** Start SOURCE **

Politics
Opinion: Netanyahu may be standing in the way of a two-state solution. But he's far from alone
One can understand why President Biden, after sticking his political neck out for Israel for months, is reportedly frustrated with Israeli Prime Minister Benjamin Netanyahu. Rockets were still falling on Tel Aviv when Biden visited Israel to show support. He sent U.S. armed forces to the region to deter Hezbollah and, more recently, beat back Houthi piracy. He pushed for billions of dollars in additional military aid and backed Israel’s war in Gaza even as it became increasingly unpopular.
In exchange, Biden has asked Netanyahu to commit to a Palestinian state once the Israel-Hamas war ends. And Netanyahu just publicly said no.
The United States is now reported to be actively engaging with other leaders and parties in Israel about the future of Gaza and the Palestinians at large. The problem is that opposition to a Palestinian state stretches well beyond the prime minister’s office.
Netanyahu undeniably has his own reasons for rejecting Palestinian statehood. His government relies on the support of ultra-right-wing parties that advocate expelling Gazans from the strip en masse. If he backed Palestinian statehood, the coalition would shatter and his government would collapse. And polls suggest that if new elections are held, Netanyahu will be out of a job and facing legal woes.
Then there are the broader practicalities of implementing a two-state solution, demarcating everything from water rights to airspace and carving out the geography “from the river to the sea” without bisecting Israel in the process. The most daunting political problems would be relocating the 700,000 Israeli settlers in the West Bank and the eternal challenge of dealing with Jerusalem.

** End SOURCE **

→ STATED EXERCISE 1: Reproduce the opinion piece on Netanyahu and a two-state solution from "In exchange, Biden" up to and including "prime minister’s office.".
→ STATED EXERCISE 2: Pick up the opinion piece on Netanyahu and a two-state solution after its last sentence and continue writing it.

** Start DATA BLOCK **

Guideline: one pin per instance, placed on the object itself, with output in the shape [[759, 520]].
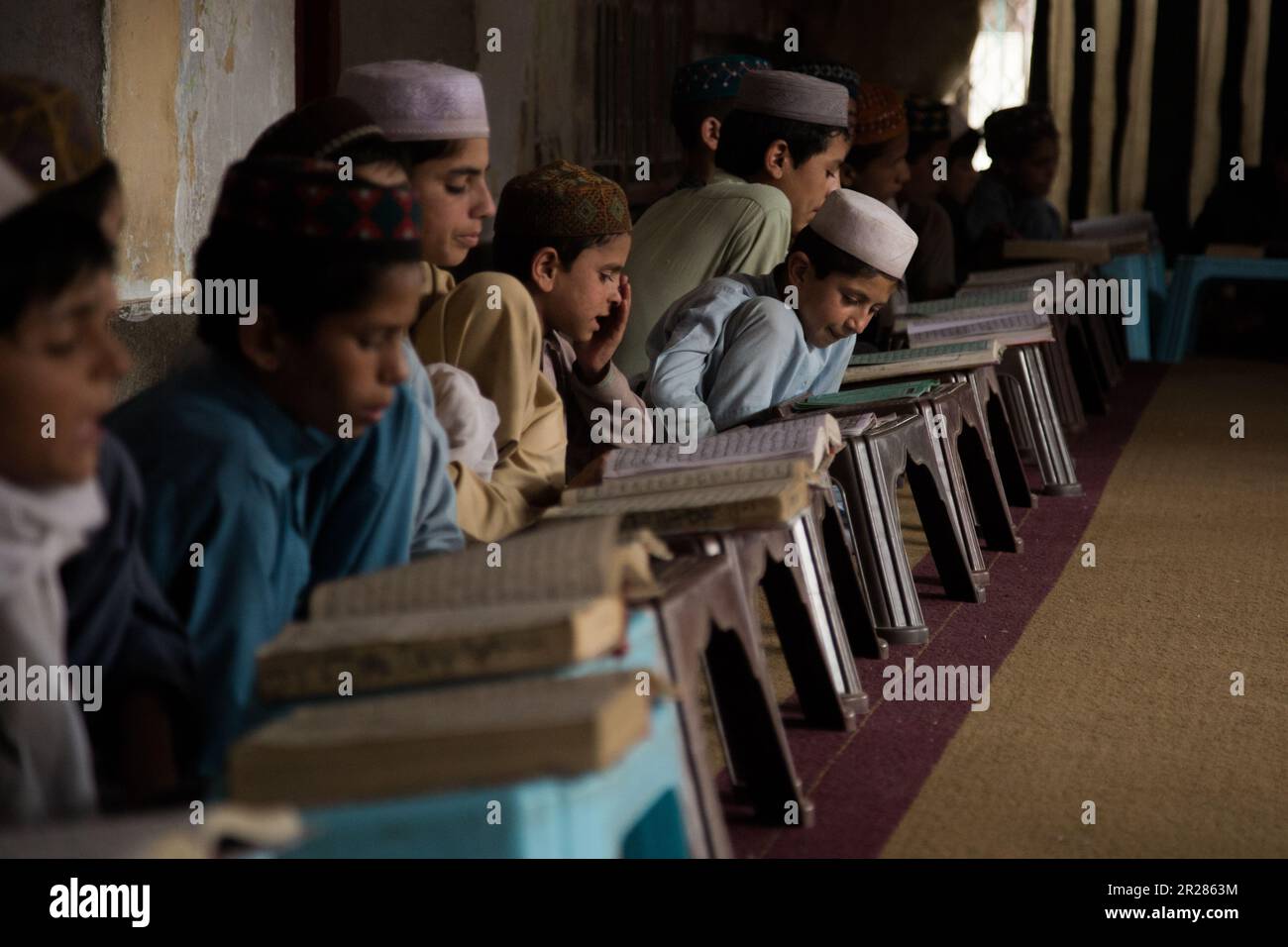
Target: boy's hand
[[595, 355]]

** End DATA BLOCK **

→ FINAL RESULT 1:
In exchange, Biden has asked Netanyahu to commit to a Palestinian state once the Israel-Hamas war ends. And Netanyahu just publicly said no.
The United States is now reported to be actively engaging with other leaders and parties in Israel about the future of Gaza and the Palestinians at large. The problem is that opposition to a Palestinian state stretches well beyond the prime minister’s office.

→ FINAL RESULT 2:
But there is also something deeper behind Netanyahu’s opposition: a fundamentally different conception of the root cause of the Oct. 7 massacre and the current war.
In the American narrative, the context of Oct. 7 is the failure of the 1990s-era Israeli-Palestinian peace process. In this telling, Israel’s “mowing the grass” approach — killing militants without simultaneously providing Palestinians with real political or economic opportunities — was bound to fail. Peace therefore begins with providing those opportunities and a path to a two-state solution.
In Israel’s version of events, the error was Israel’s 2005 withdrawal from Gaza, which gave Hamas a sanctuary to plan, train for and ultimately launch a relatively unimpeded attack on Israel. Israel notes that it not only allowed but encouraged Qatar to funnel money to Gaza to improve living conditions, some of which was probably spent on weapons. Israel also contends that work permits allowing thousands of Gazans to earn higher wages in Israel became a means for Hamas to gather intelligence.
In Israel’s view, a two-state solution would only compound this problem. The Palestinian Authority is widely viewed as weak and corrupt; nearly 9 in 10 Palestinians want its president, Mahmoud Abbas, to resign. Meanwhile, 57% of Gazans and 82% of West Bank Palestinians approved of Hamas’ October attack, and overall support for the group has increased in both regions.
So, Israel asks, what would prevent Hamas or a similar group from usurping control of a Palestinian state much as they did in Gaza?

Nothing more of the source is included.